L'Opéra des Lumières au Louvre
C'est un véritable projet musical qui est en train d'aboutir, à savoir la redécouverte des six symphonies “parisiennes” de Haydn entreprise par Julien Chauvin. L'enjeu étant de ne pas les enchaîner de façon routinière au fil des saisons, mais de gagner le public à une symphonie moins connue, la n°84 en mi bémol majeur, souvent restée dans l'ombre de ses brillantes sœurs que sont la 82, la 83 et “La Reine”, que Marie-Antoinette joua dans sa prison. Moins grandiose peut-être, la n°84 se distingue par sa délicatesse et par la singularité de son orchestration. Le Concert de la Loge est dirigé avec autant de précision que de fougue par Julien Chauvin qui révèle, voire réinvente la richesse instrumentale de cette partition – avec un petit bémol : qu'il ait morcelé la symphonie en l'entrecoupant d'airs tragiques qui ne s'y accordent guère.
Original comme toujours, le choix des compositeurs du récital semble vouloir réconcilier l'héritage de Gluck et la veine italienne de Sacchini tout en évoquant l'arrivée à Paris de ces artistes étrangers qui se sont rapidement acclimatés et parfois influencés : Grétry subit fortement l'ascendant italien, et Johann Christoph Vogel parvient à susciter la curiosité même s'il ne s'adonne pas à un lyrisme effréné. Gluck garde toute son émouvante singularité, sensible dans “Fortune ennemie”, le grand air d'Orphée et Eurydice qui lui valut un succès sans précédent malgré l'absence de vocalises à l'italienne.

• Données recueillies:

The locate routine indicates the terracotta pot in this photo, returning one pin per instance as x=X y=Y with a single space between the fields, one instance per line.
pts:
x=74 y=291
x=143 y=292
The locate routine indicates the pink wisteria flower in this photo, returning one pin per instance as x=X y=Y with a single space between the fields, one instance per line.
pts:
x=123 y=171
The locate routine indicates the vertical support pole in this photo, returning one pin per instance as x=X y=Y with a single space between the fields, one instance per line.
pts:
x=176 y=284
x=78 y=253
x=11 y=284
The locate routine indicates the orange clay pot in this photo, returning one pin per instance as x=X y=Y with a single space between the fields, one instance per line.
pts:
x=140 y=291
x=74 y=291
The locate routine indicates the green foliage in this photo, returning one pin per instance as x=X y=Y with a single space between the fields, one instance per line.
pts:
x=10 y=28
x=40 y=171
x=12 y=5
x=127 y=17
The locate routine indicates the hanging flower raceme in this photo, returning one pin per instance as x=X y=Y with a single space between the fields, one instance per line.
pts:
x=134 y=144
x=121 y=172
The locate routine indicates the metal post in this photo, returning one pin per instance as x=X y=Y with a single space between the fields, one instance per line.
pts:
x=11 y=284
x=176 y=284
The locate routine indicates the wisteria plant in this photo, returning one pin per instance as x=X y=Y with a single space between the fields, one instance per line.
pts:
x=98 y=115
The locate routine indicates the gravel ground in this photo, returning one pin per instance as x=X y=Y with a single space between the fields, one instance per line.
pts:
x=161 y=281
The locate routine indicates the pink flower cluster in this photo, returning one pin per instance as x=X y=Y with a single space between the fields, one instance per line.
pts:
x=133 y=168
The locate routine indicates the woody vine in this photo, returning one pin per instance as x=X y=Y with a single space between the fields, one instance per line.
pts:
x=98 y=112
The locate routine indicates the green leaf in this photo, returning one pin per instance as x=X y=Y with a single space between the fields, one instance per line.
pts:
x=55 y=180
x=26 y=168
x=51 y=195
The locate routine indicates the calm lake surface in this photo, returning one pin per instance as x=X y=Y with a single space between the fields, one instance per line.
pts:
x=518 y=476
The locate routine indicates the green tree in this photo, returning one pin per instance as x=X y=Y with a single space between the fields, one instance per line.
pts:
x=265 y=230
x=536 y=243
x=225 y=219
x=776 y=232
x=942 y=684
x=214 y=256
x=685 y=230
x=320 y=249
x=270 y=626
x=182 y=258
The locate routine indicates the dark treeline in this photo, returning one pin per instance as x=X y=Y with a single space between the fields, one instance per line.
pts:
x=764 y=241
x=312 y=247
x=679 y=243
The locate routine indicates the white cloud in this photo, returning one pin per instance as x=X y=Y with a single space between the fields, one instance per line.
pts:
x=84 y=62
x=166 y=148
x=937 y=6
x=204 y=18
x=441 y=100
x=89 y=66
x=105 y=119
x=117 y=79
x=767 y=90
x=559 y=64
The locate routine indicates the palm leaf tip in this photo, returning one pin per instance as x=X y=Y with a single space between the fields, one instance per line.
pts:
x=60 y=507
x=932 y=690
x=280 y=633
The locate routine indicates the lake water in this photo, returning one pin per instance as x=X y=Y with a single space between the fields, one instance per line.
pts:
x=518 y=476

• Consigne écrite 1:
Recopiez mot pour mot le passage du compte rendu du concert au Louvre compris entre « Original comme toujours, le » et « vocalises à l'italienne. », ces deux bornes incluses.
• Consigne écrite 2:
Prolongez le compte rendu du concert au Louvre en reprenant juste après sa dernière phrase.

• Réponse 1:
Original comme toujours, le choix des compositeurs du récital semble vouloir réconcilier l'héritage de Gluck et la veine italienne de Sacchini tout en évoquant l'arrivée à Paris de ces artistes étrangers qui se sont rapidement acclimatés et parfois influencés : Grétry subit fortement l'ascendant italien, et Johann Christoph Vogel parvient à susciter la curiosité même s'il ne s'adonne pas à un lyrisme effréné. Gluck garde toute son émouvante singularité, sensible dans “Fortune ennemie”, le grand air d'Orphée et Eurydice qui lui valut un succès sans précédent malgré l'absence de vocalises à l'italienne.

• Réponse 2:
Mozartienne d'ailleurs férue de Haydn, Sophie Karthäuser est en pays de connaissance. La soprano d'origine belge sait imposer une interprétation pleine de finesse, à la ligne vocale bien articulée. Sa musicalité lui permet d'être en osmose avec l'orchestre, et donc en place sur le plan rythmique. Sa voix au timbre chaud renonce souvent à chanter fortissimo au profit d'une puissance expressive pleine de souplesse. Le public sent son engagement total et toujours subtil : elle se garde de pousser chaque détail à son paroxysme tout en conservant une profondeur impressionnante, notamment dans la Phèdre de Lemoyne (qu'elle a contribué à remettre à l'affiche en compagnie du Palazzetto Bru Zane), avec sa tension croissante quoique économe –à l'image de la tragédie de Racine. Les auditeurs n'en sont que plus saisis par le cri déchirant qu'elle pousse dans Les Mariages samnites du Liégeois André Grétry, ou le violent “Non !” de la Chimène de Sacchini.
Par
ses
applaudissements, le
public
juge
réussi
le pari de Julien Chauvin : il parvient à passionner des auditeurs
peu familiers de cette symphonie et de ces airs méconnus malgré
leurs échappées de vues vers
le romantisme.
Son interprétation alliée au sens
dramaturgique et au brio de
Sophie Karthäuser, n'est jamais gourmée : un modèle de vivacité
naturelle et d'esprit.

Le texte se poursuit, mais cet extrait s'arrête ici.